## MATERIAL FOR THIS EXERCISE
════════

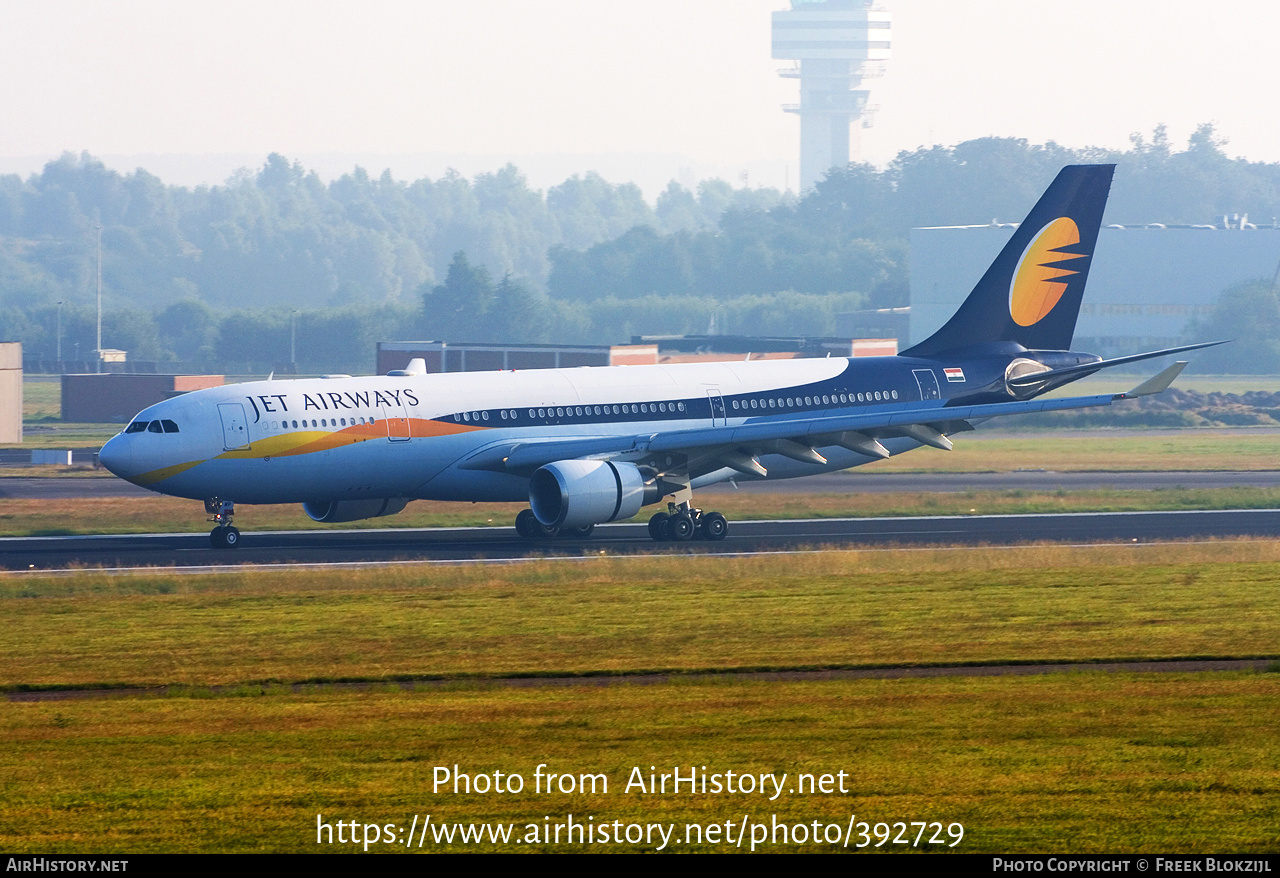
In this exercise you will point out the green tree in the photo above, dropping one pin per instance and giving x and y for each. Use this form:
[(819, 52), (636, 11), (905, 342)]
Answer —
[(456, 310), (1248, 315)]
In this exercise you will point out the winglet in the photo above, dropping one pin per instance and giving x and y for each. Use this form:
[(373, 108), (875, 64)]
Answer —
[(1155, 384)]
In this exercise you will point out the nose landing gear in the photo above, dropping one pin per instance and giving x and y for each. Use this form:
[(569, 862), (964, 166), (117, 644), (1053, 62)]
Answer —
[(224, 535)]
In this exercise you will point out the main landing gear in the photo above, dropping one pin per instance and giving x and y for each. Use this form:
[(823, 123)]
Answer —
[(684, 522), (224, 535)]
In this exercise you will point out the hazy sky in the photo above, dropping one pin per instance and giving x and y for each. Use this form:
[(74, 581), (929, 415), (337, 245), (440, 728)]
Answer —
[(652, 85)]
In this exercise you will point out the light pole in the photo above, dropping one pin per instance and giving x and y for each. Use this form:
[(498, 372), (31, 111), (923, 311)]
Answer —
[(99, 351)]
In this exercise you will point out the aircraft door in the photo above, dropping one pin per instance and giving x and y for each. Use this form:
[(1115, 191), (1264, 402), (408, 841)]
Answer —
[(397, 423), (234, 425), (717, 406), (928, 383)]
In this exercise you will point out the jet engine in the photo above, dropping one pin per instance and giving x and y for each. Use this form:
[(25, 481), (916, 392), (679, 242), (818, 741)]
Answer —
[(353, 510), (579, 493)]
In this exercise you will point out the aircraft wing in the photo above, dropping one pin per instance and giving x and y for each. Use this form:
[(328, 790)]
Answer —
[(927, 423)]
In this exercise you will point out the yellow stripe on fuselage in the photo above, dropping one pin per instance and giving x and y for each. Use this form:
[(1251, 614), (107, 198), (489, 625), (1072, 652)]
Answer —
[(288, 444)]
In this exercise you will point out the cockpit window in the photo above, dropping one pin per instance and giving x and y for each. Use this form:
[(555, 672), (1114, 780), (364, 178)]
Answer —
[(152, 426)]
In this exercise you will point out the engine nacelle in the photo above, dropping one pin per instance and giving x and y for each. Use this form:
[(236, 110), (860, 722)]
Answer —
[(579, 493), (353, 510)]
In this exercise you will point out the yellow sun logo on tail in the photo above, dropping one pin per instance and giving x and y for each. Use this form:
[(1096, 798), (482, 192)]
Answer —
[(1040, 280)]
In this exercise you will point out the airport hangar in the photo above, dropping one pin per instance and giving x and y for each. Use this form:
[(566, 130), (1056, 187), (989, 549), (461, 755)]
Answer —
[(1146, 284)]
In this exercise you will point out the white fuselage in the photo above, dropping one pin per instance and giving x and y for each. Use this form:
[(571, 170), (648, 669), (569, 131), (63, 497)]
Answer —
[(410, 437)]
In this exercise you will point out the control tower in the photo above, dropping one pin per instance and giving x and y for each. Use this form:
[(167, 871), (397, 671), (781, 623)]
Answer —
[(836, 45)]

════════

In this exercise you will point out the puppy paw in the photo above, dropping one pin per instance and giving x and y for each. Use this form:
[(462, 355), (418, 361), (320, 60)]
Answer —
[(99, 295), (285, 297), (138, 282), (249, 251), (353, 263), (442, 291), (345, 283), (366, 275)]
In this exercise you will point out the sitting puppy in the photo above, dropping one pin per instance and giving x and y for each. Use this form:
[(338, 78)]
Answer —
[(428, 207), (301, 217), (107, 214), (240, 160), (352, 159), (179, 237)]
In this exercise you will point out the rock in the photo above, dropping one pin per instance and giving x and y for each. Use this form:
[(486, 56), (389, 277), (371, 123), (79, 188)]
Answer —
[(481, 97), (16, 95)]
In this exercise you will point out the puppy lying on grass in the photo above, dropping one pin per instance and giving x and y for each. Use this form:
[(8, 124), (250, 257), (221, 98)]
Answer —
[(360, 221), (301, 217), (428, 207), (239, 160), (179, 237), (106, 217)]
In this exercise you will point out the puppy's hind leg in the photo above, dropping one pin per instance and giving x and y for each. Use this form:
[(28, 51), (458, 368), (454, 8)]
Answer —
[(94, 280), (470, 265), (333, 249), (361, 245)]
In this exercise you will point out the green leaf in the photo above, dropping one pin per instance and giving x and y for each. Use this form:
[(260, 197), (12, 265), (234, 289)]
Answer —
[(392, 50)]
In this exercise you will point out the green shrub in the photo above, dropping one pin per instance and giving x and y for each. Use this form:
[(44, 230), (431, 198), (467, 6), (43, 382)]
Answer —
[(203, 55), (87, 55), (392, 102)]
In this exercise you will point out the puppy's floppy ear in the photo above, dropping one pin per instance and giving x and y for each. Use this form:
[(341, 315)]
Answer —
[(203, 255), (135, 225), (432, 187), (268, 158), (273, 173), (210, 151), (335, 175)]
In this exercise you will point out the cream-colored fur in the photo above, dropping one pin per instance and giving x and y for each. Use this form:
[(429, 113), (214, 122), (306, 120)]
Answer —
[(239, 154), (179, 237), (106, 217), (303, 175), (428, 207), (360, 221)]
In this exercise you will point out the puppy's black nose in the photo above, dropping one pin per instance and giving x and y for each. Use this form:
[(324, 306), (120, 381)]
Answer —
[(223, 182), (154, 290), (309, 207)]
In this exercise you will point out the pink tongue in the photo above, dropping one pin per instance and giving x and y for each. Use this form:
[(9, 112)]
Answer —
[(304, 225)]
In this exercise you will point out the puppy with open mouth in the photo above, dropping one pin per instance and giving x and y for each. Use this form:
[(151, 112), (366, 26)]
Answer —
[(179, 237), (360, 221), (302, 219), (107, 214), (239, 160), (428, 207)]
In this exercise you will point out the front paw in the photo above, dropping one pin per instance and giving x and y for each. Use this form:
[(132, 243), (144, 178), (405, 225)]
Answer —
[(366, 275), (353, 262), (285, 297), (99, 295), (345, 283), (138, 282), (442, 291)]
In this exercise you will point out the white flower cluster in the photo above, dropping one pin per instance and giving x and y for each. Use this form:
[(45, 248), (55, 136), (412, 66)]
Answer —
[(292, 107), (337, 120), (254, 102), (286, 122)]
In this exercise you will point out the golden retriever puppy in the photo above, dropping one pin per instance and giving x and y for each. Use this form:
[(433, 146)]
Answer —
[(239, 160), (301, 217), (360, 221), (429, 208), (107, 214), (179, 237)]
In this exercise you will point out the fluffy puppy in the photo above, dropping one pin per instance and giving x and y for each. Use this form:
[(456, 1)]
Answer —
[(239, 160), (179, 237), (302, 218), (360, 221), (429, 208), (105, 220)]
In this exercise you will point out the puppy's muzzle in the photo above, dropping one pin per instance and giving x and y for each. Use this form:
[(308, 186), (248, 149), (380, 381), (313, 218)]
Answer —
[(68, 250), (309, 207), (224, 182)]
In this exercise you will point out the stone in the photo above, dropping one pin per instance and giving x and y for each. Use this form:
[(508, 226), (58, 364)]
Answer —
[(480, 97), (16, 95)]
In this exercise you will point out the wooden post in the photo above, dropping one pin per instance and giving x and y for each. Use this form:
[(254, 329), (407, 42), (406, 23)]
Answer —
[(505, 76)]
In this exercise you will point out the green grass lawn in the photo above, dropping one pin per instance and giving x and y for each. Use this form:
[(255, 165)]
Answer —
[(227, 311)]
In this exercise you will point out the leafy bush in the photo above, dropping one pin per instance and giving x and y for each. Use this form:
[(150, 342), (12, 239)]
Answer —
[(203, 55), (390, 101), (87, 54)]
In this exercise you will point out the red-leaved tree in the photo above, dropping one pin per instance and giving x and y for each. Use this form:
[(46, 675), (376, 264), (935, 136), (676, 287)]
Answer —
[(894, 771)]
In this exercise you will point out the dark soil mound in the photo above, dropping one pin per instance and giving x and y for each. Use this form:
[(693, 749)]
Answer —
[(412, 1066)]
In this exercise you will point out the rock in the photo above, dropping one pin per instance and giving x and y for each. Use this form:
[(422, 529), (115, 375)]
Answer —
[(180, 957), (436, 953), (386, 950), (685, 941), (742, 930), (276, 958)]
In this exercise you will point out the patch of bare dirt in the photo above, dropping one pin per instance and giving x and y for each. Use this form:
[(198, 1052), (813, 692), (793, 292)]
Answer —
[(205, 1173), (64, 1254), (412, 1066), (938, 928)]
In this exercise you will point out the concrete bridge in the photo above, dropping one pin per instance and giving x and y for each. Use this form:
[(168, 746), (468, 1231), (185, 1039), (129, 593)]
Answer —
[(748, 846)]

════════

## PROBLEM
For the entries above, count the lines that contain the string "engine", and state that number without further comment.

## THE ANSWER
2